_The exercise_
Reproduce the data below word for word, leaving out the pictures.
** begin Items **
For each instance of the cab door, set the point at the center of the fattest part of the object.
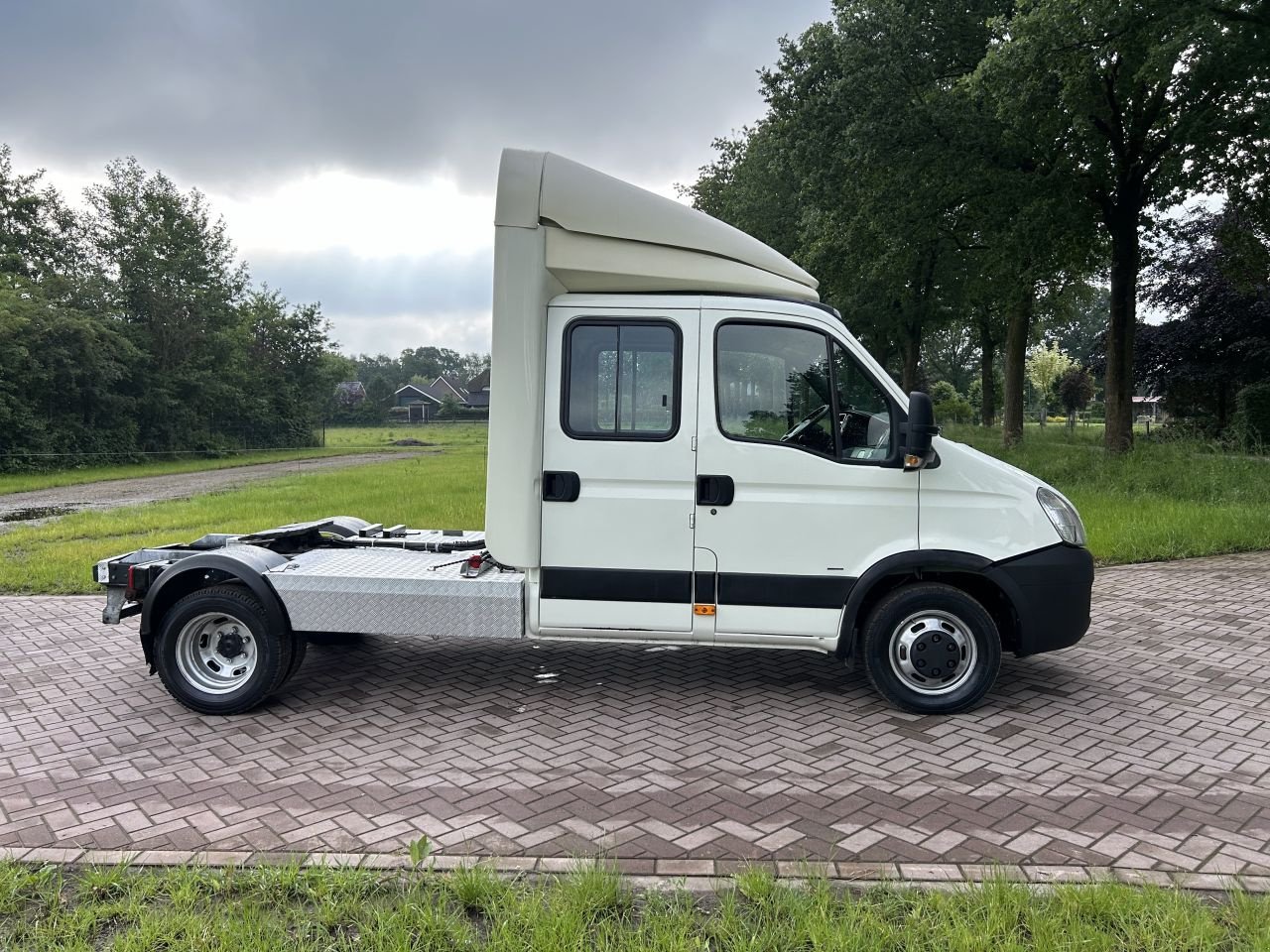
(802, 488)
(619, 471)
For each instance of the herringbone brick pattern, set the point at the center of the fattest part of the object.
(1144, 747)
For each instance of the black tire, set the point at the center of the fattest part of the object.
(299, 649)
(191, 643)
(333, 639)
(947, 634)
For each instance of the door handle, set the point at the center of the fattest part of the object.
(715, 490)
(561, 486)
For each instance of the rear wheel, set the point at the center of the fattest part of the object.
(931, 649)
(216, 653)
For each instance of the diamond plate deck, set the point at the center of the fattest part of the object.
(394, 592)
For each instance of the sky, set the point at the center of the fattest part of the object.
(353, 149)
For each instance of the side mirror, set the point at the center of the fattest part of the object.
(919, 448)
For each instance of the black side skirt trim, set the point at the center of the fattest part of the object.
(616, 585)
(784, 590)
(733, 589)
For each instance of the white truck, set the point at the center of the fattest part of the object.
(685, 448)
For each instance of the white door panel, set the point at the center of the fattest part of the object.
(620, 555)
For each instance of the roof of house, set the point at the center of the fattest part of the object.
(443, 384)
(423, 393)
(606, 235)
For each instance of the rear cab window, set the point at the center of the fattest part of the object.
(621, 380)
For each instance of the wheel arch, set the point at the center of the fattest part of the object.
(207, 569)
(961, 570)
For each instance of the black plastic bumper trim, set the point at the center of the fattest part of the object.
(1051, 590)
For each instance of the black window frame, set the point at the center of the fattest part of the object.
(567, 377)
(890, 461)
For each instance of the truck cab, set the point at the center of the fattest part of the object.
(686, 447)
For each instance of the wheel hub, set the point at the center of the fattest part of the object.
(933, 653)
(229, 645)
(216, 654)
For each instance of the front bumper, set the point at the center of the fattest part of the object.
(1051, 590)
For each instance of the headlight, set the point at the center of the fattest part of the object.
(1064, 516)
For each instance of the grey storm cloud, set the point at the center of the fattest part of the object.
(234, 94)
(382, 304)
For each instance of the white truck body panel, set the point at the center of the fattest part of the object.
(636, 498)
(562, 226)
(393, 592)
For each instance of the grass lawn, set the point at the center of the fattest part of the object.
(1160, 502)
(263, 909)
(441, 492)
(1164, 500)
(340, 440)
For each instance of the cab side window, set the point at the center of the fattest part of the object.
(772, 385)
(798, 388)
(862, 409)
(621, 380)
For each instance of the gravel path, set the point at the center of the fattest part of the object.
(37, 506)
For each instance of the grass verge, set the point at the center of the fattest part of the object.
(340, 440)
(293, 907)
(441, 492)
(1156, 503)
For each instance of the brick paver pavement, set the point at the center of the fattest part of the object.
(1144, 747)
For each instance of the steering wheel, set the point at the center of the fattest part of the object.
** end Items **
_Output of the exercise_
For each instance of the cab door, set the point at the center of the fattest part of the object.
(802, 488)
(619, 471)
For each instance of the herringbone brick pattern, set the point at the center of the fattest part of the object.
(1144, 747)
For each instance of the black tire, set the point at the center of the fattest part of the object.
(299, 649)
(191, 643)
(333, 639)
(947, 634)
For each instance of the door handle, set the point at the center of the fattest part of the object.
(715, 490)
(561, 486)
For each instance of the rear wheel, set the point at the center of the fattest part of the object.
(931, 649)
(216, 653)
For each instance of the diamond plate deck, set the point at the center of the fattest part of the object.
(394, 592)
For each instance of the sky, set the point at the center of the fattest part of the object.
(353, 149)
For each instance of the side mirror, set the point at the center of the fattest part of the object.
(919, 448)
For each instance of the black side skirt trim, set the point at the center of the fattest part of the object.
(616, 585)
(784, 590)
(733, 589)
For each instance of the white truck, set the point at the center of the fattest part of the object.
(685, 448)
For each instance of the white door panel, set the point at the center of the fattest part of the object.
(620, 555)
For each instance of the roof of house, set the point at the center of the fattest part of the object.
(443, 384)
(423, 393)
(606, 235)
For each instance of the rear cab window, set the point at the center of the fattest part of the object.
(621, 380)
For each instance of the wheel arch, set the point at the center of the fattest part of the object.
(207, 569)
(961, 570)
For each instance of the black plastic bumper trim, set the point at the center of the fattest part of the object.
(1051, 590)
For each instance of the black window frame, set the point at the center of the fattest part of the object.
(567, 377)
(890, 461)
For each instance of the truck cab, set the point at the center of the fattest part of the object.
(686, 447)
For each instance of the wheel hub, set the point at the center of the fattest part of the object.
(933, 653)
(229, 645)
(216, 654)
For each instance of the front bumper, set the point at the center of the fattest part of the object.
(1051, 590)
For each instance of the headlight, set the point at the center of the fattest part of the object.
(1064, 516)
For each instance of the grey storm cloud, set the point at the center of the fattest part of the object.
(234, 94)
(382, 304)
For each instance of the white truck body panel, set the point at the center of the fattest part of the object.
(636, 498)
(562, 226)
(393, 592)
For each instance of the grass lawn, set the point at the center of the fattest part of the object.
(1160, 502)
(263, 909)
(441, 492)
(1164, 500)
(340, 440)
For each instance of the cab side window, set the point at the center of the fattest part of the object.
(772, 385)
(798, 388)
(862, 409)
(621, 380)
For each instance of the gravel path, set the point at the center of the fattest part of the object.
(37, 506)
For each instance of the grass verge, set the point at the center of the fattest part of the object.
(340, 440)
(293, 907)
(441, 492)
(1156, 503)
For each instance of the brick paver pavement, set the point at the center of the fattest part of the object.
(1144, 747)
For each instance of the steering wheel, set the point at the center of the fattest part of the object.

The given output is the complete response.